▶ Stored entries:
────────
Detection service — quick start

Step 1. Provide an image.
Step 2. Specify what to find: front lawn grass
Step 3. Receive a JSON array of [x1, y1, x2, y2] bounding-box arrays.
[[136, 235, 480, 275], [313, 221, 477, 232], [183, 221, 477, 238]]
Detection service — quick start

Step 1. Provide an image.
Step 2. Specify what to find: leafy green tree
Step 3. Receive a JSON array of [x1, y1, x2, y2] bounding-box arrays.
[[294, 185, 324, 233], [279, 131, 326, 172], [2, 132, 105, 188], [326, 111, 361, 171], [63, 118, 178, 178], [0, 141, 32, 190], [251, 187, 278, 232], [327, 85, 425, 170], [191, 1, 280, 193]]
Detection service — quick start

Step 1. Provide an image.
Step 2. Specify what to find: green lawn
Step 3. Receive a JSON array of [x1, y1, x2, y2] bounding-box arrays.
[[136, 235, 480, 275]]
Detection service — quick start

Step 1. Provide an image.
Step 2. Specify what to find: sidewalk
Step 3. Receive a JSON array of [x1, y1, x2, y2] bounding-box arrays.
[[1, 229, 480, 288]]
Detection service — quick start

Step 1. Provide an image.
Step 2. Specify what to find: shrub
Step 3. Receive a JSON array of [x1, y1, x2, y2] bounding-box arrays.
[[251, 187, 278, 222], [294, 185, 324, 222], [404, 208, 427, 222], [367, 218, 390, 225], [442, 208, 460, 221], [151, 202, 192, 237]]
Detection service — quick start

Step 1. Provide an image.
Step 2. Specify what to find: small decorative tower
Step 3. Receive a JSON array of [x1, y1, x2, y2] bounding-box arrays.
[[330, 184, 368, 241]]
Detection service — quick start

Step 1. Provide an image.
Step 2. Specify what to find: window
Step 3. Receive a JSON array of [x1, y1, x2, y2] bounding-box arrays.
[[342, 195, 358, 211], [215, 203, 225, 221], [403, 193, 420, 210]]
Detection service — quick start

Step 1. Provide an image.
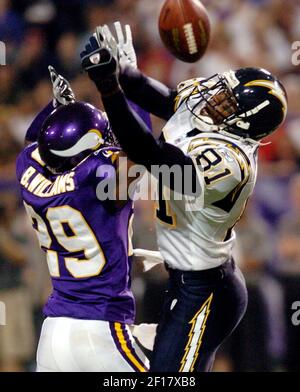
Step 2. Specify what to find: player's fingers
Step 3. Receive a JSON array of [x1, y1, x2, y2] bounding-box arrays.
[[48, 65, 57, 83], [125, 25, 132, 44], [114, 21, 124, 46], [103, 25, 114, 41], [90, 36, 99, 50], [96, 26, 104, 46]]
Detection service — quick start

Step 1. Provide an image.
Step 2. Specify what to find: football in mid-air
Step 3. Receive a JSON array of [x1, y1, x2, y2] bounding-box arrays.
[[158, 0, 210, 63]]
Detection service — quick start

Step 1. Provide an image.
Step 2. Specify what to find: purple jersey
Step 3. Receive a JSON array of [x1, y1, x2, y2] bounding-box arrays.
[[17, 143, 135, 324]]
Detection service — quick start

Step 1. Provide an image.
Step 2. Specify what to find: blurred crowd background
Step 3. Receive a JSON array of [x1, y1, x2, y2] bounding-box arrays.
[[0, 0, 300, 371]]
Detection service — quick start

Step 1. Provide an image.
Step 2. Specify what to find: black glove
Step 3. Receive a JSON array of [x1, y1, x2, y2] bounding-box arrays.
[[80, 27, 120, 95], [48, 65, 75, 106]]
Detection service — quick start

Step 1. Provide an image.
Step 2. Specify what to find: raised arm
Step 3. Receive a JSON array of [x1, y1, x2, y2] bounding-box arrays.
[[81, 24, 197, 194], [101, 22, 177, 120]]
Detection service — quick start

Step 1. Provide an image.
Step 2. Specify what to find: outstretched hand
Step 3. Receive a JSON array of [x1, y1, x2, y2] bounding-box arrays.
[[80, 26, 119, 90], [48, 65, 75, 106]]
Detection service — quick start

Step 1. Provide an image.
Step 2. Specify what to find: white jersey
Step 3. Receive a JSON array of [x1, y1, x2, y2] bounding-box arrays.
[[157, 84, 258, 270]]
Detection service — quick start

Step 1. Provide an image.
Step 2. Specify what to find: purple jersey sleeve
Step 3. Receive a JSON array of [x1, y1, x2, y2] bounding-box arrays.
[[25, 100, 55, 143]]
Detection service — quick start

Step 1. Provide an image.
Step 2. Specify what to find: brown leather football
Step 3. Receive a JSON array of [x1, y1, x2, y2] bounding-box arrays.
[[159, 0, 210, 63]]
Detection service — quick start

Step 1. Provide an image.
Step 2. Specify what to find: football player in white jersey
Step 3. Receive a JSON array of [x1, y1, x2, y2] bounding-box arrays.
[[81, 25, 287, 372]]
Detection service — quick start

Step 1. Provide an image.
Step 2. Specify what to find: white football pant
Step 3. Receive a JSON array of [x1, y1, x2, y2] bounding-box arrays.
[[37, 317, 148, 372]]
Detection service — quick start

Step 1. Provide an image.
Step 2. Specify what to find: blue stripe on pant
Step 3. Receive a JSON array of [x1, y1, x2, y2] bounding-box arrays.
[[150, 260, 247, 372]]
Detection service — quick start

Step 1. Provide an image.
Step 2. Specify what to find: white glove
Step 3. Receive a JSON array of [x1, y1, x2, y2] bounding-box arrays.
[[103, 22, 137, 68], [48, 65, 75, 106], [133, 249, 164, 272]]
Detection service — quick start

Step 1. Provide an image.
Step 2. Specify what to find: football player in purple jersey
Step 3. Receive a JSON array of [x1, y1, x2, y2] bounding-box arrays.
[[16, 33, 150, 372]]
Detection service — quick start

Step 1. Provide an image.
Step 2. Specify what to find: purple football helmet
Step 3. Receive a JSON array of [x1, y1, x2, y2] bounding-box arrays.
[[38, 102, 111, 173]]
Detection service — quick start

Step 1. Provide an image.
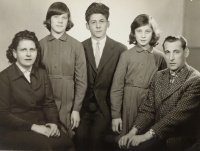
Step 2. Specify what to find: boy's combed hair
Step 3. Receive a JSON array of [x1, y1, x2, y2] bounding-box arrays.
[[85, 3, 110, 23], [129, 14, 160, 47], [162, 35, 187, 50], [44, 2, 74, 32], [6, 30, 41, 64]]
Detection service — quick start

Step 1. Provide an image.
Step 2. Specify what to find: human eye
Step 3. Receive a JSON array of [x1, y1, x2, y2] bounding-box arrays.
[[52, 15, 58, 18], [136, 29, 142, 33], [20, 48, 26, 51], [175, 50, 180, 53], [164, 50, 169, 54], [63, 16, 68, 19], [30, 48, 36, 52], [146, 30, 151, 33]]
────────
Reproduce the listing from its first line through the line containing "221, 477, 238]]", replacing "front lawn grass" with "backyard grass" and keeping everything else identical.

Detection service — quick start

Step 1. Provide an image.
Step 2. Specify what to find: backyard grass
Step 3. Receive a JSON array of [x1, y1, x2, y2] bounding-box arrays.
[[136, 235, 480, 275], [313, 221, 477, 232], [183, 221, 477, 238]]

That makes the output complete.